BEGIN PASSAGE PROVIDED
Genetic contributions to variation in human stature in prehistoric Europe

Abstract

The relative contributions of genetics and environment to temporal and geographic variation in human height remain largely unknown. Ancient DNA has identified changes in genetic ancestry over time, but it is not clear whether those changes in ancestry are associated with changes in height. Here, we directly test whether changes over the past 38,000 y in European height predicted using DNA from 1,071 ancient individuals are consistent with changes observed in 1,159 skeletal remains from comparable populations. We show that the observed decrease in height between the Early Upper Paleolithic and the Mesolithic is qualitatively predicted by genetics. Similarly, both skeletal and genetic height remained constant between the Mesolithic and Neolithic and increased between the Neolithic and Bronze Age. Sitting height changes much less than standing height-consistent with genetic predictions-although genetics predicts a small post-Neolithic increase that is not observed in skeletal remains. Geographic variation in stature is also qualitatively consistent with genetic predictions, particularly with respect to latitude. Finally, we hypothesize that an observed decrease in genetic heel bone mineral density in the Neolithic reflects adaptation to the decreased mobility indicated by decreased femoral bending strength. This study provides a model for interpreting phenotypic changes predicted from ancient DNA and demonstrates how they can be combined with phenotypic measurements to understand the relative contribution of genetic and developmentally plastic responses to environmental change.

Keywords: ancient DNA; evolution; height; stature.

Fig. 1.
END PASSAGE PROVIDED
BEGIN DATA EXCERPTS
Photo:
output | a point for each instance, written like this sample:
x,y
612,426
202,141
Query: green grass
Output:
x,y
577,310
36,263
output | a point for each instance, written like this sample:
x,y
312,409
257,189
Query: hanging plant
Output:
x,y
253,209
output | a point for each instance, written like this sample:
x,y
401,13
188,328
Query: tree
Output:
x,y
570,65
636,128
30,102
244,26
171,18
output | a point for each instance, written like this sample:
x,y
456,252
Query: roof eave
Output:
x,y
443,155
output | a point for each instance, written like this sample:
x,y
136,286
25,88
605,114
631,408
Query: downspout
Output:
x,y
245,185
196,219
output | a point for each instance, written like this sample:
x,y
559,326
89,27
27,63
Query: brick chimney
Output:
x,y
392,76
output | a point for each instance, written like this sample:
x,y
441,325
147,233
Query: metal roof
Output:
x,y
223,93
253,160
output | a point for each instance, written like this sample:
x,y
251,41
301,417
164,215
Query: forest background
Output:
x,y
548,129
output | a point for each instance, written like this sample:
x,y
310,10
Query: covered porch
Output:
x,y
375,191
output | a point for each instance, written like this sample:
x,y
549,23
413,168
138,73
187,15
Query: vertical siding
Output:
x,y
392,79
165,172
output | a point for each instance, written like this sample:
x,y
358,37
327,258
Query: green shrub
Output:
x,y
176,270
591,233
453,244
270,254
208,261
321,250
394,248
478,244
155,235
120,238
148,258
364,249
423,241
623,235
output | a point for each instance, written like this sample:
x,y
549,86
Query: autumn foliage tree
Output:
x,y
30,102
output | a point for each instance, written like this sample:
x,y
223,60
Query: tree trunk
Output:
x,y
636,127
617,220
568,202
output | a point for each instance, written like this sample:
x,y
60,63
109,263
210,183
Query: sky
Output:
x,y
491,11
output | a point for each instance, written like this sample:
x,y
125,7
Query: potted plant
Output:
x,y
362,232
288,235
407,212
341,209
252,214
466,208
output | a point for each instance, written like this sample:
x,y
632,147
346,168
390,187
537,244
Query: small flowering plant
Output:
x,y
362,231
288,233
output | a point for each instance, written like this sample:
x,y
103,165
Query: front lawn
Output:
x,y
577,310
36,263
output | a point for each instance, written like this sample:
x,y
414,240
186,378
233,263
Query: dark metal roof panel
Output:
END DATA EXCERPTS
> [EXERCISE REQUIREMENTS]
Write the next part of the article on genetics and height in prehistoric Europe, picking up after its final line.

> [RESPONSE TO THIS TASK]
Changes in height PRS and stature through time. Each point is an ancient individual, white lines show fitted values, gray area is the 95% confidence interval, and boxes show parameter estimates and P values for difference in means (δ) and slopes (β). (A–C) PRS(GWAS) (A), PRS(GWAS/Sibs) (B), and skeletal stature (C) with constant values in the EUP, LUP-Neolithic, and post-Neolithic. (D–F) PRS(GWAS) (D), PRS(GWAS/Sibs) (E), and skeletal stature (F) showing a linear trend between EUP and Neolithic and a different trend in the post-Neolithic.

Fig. 2.

Changes in sitting-height PRS and sitting height through time. Each point is an ancient individual, lines show fitted values, gray area is the 95% confidence interval, and boxes show parameter estimates and P values for difference in means (δ) and slopes (β). (A–C) PRS(GWAS) (A), PRS(GWAS/Sibs) (B), and skeletal sitting height (C), with constant values in the EUP, LUP-Neolithic, and post-Neolithic. (D–F) PRS(GWAS) (D), PRS(GWAS/Sibs) (E), and skeletal sitting height (F) showing a linear trend between EUP and Neolithic and a different trend in the post-Neolithic.

Fig. 3.

Geographic variation in PRS and skeletal standing height. Residuals for the linear height model (Fig. 1 D–F) against (A–C) latitude and (D–F) longitude. Each point is an ancient individual, lines show fitted values, gray area is the 95% confidence interval, and boxes show parameter estimates (β) and P values for slopes.

Fig. 4.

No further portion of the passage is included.